# Set task:
List, copied word for word, every line of the material below that contains the string "stainless".
[Start Task material]
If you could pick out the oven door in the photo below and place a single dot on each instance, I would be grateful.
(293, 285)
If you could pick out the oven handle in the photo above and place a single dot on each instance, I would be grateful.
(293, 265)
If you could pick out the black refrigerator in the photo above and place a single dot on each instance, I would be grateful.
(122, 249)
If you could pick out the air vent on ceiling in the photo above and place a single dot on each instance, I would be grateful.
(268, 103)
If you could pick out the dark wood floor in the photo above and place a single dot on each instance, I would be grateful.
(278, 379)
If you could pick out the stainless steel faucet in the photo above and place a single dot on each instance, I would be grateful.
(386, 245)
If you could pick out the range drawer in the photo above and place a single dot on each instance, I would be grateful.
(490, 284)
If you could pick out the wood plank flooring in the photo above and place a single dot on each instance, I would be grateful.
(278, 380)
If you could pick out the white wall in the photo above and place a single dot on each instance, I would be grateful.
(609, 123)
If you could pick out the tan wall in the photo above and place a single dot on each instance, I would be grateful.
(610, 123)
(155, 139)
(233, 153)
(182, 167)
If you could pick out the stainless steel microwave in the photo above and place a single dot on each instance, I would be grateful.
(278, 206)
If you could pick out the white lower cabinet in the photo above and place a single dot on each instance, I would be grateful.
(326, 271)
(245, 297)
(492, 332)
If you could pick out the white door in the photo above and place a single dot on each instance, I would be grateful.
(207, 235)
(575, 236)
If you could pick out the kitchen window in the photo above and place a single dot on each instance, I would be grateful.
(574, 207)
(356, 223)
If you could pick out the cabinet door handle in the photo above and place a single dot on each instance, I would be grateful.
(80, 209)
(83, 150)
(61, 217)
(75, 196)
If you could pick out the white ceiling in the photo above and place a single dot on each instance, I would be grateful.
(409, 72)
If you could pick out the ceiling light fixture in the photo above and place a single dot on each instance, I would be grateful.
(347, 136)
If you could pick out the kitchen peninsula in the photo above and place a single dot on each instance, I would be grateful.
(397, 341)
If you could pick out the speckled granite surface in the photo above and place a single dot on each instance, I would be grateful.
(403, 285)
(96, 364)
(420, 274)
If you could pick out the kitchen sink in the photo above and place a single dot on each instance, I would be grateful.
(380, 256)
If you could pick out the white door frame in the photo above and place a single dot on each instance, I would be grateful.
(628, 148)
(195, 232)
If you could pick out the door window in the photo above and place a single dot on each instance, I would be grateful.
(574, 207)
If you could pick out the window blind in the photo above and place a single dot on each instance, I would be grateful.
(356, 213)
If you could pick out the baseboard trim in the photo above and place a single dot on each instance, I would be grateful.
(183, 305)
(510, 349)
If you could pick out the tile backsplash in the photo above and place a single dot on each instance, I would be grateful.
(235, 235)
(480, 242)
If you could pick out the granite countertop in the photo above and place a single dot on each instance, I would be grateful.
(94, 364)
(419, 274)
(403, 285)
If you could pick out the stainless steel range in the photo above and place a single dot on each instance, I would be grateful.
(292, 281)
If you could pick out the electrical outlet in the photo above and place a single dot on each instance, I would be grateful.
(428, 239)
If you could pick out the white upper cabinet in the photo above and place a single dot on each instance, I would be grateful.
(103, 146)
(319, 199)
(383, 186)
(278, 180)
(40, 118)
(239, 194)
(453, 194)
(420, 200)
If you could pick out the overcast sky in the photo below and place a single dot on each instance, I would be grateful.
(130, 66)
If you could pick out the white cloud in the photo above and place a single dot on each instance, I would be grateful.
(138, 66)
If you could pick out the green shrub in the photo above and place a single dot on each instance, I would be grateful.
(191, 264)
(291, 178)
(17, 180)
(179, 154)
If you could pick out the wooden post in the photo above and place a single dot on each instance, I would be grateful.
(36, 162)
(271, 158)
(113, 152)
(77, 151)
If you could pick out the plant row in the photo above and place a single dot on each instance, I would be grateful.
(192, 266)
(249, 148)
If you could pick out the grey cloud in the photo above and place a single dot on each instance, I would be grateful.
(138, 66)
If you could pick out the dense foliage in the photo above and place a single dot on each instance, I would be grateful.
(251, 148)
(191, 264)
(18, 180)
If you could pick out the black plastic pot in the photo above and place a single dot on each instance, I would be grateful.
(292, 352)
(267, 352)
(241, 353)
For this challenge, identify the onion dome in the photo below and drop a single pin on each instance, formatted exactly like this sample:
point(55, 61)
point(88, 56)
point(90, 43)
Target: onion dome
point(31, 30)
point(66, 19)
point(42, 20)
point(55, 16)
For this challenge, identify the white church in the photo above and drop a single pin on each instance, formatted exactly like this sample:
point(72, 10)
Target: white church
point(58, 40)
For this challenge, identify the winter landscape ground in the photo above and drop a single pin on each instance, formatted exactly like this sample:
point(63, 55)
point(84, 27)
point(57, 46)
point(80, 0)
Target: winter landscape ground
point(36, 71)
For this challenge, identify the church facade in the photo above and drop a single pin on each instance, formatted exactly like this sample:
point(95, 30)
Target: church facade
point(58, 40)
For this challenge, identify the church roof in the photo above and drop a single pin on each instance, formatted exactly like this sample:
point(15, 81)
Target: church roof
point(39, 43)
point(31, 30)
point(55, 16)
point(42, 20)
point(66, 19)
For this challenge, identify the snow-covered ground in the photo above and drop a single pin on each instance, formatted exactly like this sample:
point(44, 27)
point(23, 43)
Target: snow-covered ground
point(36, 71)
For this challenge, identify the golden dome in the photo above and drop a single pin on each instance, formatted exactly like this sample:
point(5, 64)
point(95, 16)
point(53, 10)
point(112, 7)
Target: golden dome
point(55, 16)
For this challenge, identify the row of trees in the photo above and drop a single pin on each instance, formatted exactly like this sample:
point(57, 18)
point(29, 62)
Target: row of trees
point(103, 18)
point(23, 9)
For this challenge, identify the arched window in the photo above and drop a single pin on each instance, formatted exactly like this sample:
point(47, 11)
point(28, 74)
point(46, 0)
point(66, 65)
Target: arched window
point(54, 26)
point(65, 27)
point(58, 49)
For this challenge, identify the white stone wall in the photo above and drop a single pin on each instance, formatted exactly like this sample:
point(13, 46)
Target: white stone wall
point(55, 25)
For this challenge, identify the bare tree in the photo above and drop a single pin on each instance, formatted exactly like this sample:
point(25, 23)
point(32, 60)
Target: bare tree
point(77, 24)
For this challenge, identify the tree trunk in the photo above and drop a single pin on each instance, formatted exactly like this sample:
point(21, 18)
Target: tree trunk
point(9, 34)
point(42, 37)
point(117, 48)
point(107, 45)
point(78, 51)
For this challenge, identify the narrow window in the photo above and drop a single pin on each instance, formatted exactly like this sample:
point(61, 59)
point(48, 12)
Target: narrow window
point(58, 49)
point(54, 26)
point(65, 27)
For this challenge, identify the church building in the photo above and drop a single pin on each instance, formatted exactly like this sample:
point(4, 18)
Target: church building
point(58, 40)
[End Task material]
[Start Task material]
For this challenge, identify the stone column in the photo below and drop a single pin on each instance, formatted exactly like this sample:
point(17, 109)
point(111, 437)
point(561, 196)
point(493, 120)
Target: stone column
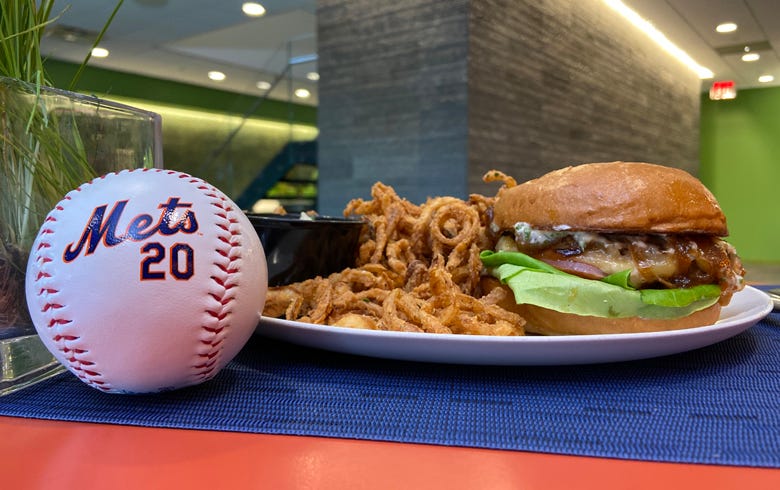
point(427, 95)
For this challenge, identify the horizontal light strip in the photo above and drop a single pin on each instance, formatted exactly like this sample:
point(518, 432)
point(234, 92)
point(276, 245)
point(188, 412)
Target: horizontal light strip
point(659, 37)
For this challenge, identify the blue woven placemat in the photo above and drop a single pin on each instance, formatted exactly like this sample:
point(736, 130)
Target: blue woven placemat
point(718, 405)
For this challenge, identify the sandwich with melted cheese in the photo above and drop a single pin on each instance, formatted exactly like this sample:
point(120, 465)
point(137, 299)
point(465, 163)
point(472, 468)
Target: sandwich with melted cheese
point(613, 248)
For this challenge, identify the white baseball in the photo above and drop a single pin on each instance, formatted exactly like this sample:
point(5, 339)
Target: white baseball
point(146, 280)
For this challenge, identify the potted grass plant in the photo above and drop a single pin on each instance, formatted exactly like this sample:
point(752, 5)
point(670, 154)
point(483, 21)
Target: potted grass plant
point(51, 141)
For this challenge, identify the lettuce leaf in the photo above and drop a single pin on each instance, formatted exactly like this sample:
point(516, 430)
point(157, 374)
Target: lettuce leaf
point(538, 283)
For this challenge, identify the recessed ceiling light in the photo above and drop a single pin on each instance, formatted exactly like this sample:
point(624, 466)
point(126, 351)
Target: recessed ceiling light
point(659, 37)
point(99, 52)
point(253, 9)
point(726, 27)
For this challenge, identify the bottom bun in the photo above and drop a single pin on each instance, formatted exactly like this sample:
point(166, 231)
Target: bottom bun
[End Task material]
# Exercise output:
If you could pick out the stainless steel faucet in the photo above and place a single dot on each instance, I would be grateful.
If you could pick out the stainless steel microwave in the photo above and place a single dot on each instance, I would be grateful.
If you could pick out the stainless steel range in the photo above and place a single dot on each instance, I would be grateful.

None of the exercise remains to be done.